§ **수행할 작업**:
**1.** 컨슈머 그룹 발췌문에서 "Consumer Group: order-processor"에서 시작해 "6 Consumers (이상적)"까지 이어지는 부분을 그대로 옮겨 적어 주세요.
**2.** 컨슈머 그룹 발췌문에서 권장 전략으로 표시된 파티션 할당 전략은 무엇인가?

§ **읽을 발췌문**:

..............................

Consumer Group과 파티션 할당

Topic: orders (6 partitions)

Consumer Group: order-processor

===================================

Case 1: 3 Consumers

Consumer A: [P0] [P1]

Consumer B: [P2] [P3]

Consumer C: [P4] [P5]

Case 2: 6 Consumers (이상적)

Consumer A: [P0]

Consumer B: [P1]

Consumer C: [P2]

Consumer D: [P3]

Consumer E: [P4]

Consumer F: [P5]

Case 3: 8 Consumers (2개 유휴)

Consumer A: [P0]

Consumer B: [P1]

Consumer C: [P2]

Consumer D: [P3]

Consumer E: [P4]

Consumer F: [P5]

Consumer G: (유휴 - idle)

Consumer H: (유휴 - idle)

파티션 할당 전략

// 파티션 할당 전략 비교

Properties props = new Properties();

// 1. Range Assignor (기본)

props.put("partition.assignment.strategy",

"org.apache.kafka.clients.consumer.RangeAssignor");

// 토픽별로 파티션을 범위로 나눔

// Topic A: P0,P1,P2 → C1: [P0,P1], C2: [P2]

// Topic B: P0,P1,P2 → C1: [P0,P1], C2: [P2]

// 문제: C1에 편중

// 2. RoundRobin Assignor

props.put("partition.assignment.strategy",

"org.apache.kafka.clients.consumer.RoundRobinAssignor");

// 모든 토픽의 파티션을 라운드 로빈으로 분배

// C1: [A-P0, B-P1], C2: [A-P1, B-P0], C3: [A-P2, B-P2]

// 3. Sticky Assignor

props.put("partition.assignment.strategy",

"org.apache.kafka.clients.consumer.StickyAssignor");

// 기존 할당 최대한 유지 + 균등 분배

// 리밸런싱 시 최소한의 파티션만 이동

// 4. CooperativeSticky Assignor (권장)

..............................

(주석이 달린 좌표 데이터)
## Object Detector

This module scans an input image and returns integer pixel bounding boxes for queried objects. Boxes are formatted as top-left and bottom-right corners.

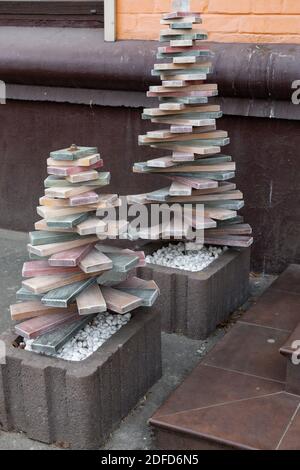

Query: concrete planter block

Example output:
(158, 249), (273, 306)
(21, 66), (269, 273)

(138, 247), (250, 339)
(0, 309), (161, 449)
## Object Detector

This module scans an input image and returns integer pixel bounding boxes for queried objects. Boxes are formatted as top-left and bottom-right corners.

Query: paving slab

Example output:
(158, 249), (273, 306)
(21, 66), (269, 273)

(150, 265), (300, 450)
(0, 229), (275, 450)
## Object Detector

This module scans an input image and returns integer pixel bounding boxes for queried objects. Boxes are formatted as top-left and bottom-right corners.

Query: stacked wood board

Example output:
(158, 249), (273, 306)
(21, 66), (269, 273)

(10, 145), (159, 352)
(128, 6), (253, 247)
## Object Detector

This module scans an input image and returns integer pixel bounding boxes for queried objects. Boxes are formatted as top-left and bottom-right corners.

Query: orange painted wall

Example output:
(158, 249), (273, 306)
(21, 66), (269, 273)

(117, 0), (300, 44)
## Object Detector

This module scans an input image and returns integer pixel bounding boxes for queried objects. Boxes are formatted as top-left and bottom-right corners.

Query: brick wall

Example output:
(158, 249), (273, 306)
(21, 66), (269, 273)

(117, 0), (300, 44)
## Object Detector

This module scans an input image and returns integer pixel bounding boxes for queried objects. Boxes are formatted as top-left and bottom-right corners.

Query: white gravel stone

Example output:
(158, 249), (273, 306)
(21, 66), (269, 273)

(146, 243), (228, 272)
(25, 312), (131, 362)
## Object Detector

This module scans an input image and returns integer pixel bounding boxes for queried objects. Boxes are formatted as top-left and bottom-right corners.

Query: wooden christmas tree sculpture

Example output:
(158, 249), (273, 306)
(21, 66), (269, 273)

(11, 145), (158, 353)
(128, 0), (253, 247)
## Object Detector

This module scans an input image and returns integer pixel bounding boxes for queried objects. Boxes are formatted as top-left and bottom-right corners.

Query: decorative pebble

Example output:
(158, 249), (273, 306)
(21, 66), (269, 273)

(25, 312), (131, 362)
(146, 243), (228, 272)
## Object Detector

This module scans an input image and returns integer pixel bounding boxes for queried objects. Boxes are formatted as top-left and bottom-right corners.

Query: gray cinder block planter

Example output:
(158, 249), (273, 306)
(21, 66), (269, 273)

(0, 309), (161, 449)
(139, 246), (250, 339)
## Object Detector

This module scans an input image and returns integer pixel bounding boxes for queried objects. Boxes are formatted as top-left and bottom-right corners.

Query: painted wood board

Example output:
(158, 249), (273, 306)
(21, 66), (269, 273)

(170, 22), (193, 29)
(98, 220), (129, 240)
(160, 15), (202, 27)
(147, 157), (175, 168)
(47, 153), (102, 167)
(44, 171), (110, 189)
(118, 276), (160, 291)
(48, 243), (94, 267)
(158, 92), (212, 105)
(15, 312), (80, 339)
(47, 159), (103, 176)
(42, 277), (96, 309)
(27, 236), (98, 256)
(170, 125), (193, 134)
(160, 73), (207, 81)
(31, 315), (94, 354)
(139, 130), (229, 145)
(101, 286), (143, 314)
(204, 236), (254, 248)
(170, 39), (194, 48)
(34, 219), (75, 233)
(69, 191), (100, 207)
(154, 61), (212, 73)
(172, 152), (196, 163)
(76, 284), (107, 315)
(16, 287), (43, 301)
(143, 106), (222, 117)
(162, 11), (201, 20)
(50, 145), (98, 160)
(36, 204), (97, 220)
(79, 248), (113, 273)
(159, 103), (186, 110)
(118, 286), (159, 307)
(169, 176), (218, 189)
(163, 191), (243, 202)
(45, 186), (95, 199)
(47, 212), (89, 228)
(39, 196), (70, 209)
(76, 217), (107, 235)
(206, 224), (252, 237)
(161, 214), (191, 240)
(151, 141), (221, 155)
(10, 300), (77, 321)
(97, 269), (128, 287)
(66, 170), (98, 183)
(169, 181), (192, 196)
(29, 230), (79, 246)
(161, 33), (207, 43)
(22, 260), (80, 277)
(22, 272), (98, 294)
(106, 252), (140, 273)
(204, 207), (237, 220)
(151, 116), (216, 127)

..............................

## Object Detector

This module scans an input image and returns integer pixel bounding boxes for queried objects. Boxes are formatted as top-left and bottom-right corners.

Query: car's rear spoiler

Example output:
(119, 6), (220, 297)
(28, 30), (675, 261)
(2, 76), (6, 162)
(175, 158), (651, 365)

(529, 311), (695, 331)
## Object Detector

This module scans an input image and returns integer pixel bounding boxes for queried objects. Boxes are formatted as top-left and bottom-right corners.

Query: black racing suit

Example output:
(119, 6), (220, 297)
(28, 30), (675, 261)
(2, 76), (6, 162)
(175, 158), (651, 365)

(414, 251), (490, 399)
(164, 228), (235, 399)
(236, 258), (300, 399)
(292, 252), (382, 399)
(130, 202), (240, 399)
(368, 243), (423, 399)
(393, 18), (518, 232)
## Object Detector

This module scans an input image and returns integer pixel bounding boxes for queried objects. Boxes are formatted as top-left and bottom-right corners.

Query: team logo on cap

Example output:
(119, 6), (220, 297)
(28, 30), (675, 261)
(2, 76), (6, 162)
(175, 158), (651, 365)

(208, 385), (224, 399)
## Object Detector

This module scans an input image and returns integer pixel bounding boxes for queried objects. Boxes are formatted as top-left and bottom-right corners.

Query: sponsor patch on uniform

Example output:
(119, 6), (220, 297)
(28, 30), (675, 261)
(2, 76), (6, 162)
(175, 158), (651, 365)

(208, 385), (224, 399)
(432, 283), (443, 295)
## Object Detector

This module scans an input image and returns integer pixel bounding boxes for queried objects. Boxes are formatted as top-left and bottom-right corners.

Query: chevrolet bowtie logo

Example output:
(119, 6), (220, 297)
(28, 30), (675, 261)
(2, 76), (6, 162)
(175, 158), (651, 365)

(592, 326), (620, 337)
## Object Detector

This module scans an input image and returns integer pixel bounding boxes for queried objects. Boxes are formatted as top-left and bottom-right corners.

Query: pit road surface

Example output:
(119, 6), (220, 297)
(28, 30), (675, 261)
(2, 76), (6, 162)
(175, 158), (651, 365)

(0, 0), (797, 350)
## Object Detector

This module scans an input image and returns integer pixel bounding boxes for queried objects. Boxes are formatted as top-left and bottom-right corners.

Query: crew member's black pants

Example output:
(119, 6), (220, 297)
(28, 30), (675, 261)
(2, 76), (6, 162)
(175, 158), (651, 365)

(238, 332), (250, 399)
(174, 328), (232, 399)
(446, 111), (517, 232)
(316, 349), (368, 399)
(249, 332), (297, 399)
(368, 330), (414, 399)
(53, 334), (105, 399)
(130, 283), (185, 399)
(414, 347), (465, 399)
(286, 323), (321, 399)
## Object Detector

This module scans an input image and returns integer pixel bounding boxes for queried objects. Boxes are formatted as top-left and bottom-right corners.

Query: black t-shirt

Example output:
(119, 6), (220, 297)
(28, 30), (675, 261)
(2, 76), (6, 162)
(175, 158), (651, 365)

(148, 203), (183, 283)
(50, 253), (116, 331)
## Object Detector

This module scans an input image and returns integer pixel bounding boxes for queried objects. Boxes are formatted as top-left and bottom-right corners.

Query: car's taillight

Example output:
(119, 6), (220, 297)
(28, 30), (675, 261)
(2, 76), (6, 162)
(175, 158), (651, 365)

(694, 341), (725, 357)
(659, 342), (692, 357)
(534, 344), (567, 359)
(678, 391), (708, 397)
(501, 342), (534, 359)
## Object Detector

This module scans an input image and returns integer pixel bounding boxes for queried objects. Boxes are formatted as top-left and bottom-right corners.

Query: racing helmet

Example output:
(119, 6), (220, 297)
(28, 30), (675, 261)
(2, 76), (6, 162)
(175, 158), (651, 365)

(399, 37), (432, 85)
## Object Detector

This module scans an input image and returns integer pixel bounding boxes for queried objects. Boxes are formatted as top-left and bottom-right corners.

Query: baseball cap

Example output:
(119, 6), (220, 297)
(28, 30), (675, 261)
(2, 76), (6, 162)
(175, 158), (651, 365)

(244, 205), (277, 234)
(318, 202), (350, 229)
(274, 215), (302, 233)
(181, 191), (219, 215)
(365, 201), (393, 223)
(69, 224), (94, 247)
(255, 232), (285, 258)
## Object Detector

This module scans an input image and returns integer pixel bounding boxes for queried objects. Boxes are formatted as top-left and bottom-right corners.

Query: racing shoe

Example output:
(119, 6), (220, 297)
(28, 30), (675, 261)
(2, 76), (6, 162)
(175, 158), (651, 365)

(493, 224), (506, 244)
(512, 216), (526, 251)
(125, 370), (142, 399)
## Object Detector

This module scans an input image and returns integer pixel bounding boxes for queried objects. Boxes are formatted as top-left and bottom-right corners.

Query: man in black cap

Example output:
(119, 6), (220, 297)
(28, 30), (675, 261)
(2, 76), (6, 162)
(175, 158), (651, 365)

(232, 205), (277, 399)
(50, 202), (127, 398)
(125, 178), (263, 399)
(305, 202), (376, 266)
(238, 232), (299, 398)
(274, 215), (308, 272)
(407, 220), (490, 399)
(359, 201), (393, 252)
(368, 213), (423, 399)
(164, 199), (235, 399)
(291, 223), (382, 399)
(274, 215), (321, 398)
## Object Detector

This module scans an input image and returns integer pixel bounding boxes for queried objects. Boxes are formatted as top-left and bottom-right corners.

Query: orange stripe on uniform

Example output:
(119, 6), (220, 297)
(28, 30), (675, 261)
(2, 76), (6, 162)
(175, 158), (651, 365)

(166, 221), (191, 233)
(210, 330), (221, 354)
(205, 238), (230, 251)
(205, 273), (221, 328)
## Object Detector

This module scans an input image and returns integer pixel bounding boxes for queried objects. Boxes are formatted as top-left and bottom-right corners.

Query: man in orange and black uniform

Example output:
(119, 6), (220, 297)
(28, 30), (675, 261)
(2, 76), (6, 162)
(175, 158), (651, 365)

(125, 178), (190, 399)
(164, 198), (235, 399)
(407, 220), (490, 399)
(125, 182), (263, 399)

..............................

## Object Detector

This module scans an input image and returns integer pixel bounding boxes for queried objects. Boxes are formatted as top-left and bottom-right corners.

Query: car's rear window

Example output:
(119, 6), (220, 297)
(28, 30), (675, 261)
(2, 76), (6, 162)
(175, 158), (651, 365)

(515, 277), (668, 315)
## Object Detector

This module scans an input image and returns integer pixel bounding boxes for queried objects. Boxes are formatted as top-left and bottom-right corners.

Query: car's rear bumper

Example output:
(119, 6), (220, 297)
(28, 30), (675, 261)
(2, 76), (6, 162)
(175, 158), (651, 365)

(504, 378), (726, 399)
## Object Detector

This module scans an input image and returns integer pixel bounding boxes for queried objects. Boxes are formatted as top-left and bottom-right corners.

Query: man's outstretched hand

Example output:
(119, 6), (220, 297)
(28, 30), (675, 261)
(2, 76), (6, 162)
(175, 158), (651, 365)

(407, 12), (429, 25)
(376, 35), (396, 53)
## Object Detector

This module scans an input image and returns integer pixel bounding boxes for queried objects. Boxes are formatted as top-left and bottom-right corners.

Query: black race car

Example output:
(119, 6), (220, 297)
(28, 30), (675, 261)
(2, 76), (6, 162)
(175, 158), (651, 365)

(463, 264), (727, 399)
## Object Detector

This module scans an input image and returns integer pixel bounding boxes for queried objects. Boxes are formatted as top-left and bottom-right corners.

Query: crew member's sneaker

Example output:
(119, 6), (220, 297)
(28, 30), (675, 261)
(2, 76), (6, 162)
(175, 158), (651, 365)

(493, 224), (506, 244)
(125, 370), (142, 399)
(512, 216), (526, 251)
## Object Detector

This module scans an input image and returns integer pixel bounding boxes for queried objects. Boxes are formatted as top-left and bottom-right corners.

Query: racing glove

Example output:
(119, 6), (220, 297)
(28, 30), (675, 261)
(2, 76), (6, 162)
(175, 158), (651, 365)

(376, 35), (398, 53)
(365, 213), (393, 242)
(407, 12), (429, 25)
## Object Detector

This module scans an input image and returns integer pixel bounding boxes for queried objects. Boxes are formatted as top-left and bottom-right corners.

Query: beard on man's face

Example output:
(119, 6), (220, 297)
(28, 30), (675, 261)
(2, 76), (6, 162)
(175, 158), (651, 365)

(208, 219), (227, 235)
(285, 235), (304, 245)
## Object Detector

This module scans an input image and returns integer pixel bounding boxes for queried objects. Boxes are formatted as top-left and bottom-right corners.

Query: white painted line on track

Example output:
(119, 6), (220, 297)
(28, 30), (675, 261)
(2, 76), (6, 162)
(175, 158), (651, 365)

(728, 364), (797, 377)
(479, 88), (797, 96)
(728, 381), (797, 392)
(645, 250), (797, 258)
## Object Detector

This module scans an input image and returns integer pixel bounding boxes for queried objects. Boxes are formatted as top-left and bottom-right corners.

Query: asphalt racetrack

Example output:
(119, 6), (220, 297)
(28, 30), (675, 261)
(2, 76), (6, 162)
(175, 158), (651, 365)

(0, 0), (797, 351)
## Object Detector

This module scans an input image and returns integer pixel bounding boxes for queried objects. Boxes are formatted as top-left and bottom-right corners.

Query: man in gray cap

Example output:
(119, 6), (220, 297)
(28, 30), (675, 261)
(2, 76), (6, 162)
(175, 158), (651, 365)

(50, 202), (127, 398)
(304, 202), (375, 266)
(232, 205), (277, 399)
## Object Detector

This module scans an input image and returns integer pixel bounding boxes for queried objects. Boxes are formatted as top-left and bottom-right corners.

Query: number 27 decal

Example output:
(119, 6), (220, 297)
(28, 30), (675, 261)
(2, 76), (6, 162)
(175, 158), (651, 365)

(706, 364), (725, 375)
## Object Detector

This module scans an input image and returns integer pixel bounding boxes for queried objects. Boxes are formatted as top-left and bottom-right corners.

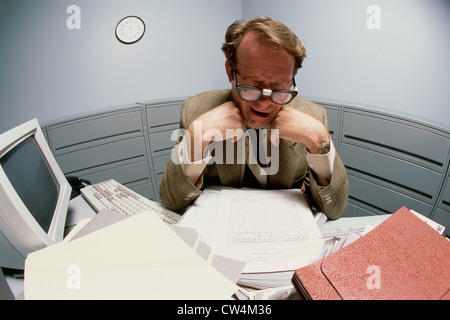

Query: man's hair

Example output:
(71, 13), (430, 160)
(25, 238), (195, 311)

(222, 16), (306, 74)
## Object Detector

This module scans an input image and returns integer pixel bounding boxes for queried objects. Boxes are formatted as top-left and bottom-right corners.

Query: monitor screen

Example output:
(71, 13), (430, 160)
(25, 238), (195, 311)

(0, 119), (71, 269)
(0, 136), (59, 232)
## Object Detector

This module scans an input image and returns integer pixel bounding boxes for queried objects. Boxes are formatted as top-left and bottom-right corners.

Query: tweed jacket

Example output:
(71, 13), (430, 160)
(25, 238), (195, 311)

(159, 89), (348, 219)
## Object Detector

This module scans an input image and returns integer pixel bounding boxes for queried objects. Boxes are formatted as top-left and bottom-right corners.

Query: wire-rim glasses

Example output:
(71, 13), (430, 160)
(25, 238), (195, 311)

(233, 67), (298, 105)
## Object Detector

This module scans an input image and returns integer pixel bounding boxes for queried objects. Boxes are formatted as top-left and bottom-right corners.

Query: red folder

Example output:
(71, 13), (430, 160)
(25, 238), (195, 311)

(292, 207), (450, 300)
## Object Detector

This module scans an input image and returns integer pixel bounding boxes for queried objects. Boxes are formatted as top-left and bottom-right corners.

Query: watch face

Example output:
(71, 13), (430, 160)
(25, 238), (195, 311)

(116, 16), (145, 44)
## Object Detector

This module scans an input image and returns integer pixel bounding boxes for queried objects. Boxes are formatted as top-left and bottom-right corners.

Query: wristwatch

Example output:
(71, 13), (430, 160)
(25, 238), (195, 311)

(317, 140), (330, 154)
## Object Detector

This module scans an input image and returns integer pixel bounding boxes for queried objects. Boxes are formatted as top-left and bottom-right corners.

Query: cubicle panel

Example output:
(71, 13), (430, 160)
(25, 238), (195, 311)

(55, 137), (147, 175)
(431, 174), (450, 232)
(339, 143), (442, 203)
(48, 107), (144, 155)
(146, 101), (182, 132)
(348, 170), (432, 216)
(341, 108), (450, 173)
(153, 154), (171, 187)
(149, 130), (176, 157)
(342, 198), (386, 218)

..............................

§ **결과**:
**1.**
Consumer Group: order-processor

===================================

Case 1: 3 Consumers

Consumer A: [P0] [P1]

Consumer B: [P2] [P3]

Consumer C: [P4] [P5]

Case 2: 6 Consumers (이상적)

**2.** CooperativeSticky Assignor